- Exercices
**a.** Relevez tous les noms de personnes qui apparaissent dans le texte extrait.
**b.** Recopiez, s'il vous plaît, le passage du texte extrait qui commence par « Directeur musical de » et se poursuit jusqu'à « de Gustav Mahler. ».

- Texte extrait
● ● ●

Publié le 20 septembre 2021 — par Vincent Agrech

— Semyon Bychkov - © M.Borggreve

Directeur musical de l’Orchestre de Paris de 1989 à 1998, Semyon Bychkov n’y était encore jamais revenu diriger un concert. Ce sera chose faite les 22, 23 et 24 septembre avec la Symphonie n°  2 « Résurrection »  de Gustav Mahler.

 

Geste métaphysique

« Il y a eu de nombreuses demandes de la part des directions successives de l’Orchestre de Paris », confie l’actuel patron de la Philharmonie tchèque. « Mais j’ai ressenti cette fois une chaleur, un enthousiasme particulier quand m’a rendu visite, chez moi sur la côte basque, Édouard Fouré Caul-Futy, porteur du message des musiciens. » Le délégué artistique de l’orchestre se souvient d’un voyage en train de plus de dix heures en pleine tempête, qui retarda le simple déjeuner prévu pour le transformer en longue soirée propice à l’échange. Les éléments sont souvent amis des muses…

Passant en revue les possibilités de programme, le chef arrête vite son choix. Dans l’intégrale des symphonies de Mahler montée par la Philharmonie, dont l’Orchestre de Paris est l’une des chevilles ouvrières, il dirigera la N° 2 « Résurrection ». Celle-là même avec laquelle il avait ouvert son premier mandat parisien, en 1989, et aussi celle de son dernier programme, en 1998. Celle, surtout, qui est comme un fil d’Ariane dans l’itinéraire de toute une vie.

● ● ●

- Entrées de données
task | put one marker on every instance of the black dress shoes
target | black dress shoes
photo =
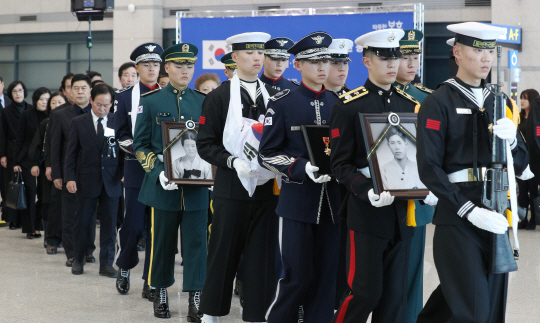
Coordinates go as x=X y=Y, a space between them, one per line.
x=122 y=281
x=148 y=292
x=161 y=304
x=51 y=250
x=77 y=268
x=108 y=270
x=69 y=262
x=194 y=315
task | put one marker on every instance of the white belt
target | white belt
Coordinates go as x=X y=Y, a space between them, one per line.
x=365 y=172
x=466 y=175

● ● ●

- Réponses par tâche
**a.**
Vincent Agrech
Semyon Bychkov
M.Borggreve
Gustav Mahler
Édouard Fouré Caul-Futy

**b.**
Directeur musical de l’Orchestre de Paris de 1989 à 1998, Semyon Bychkov n’y était encore jamais revenu diriger un concert. Ce sera chose faite les 22, 23 et 24 septembre avec la Symphonie n°  2 « Résurrection »  de Gustav Mahler.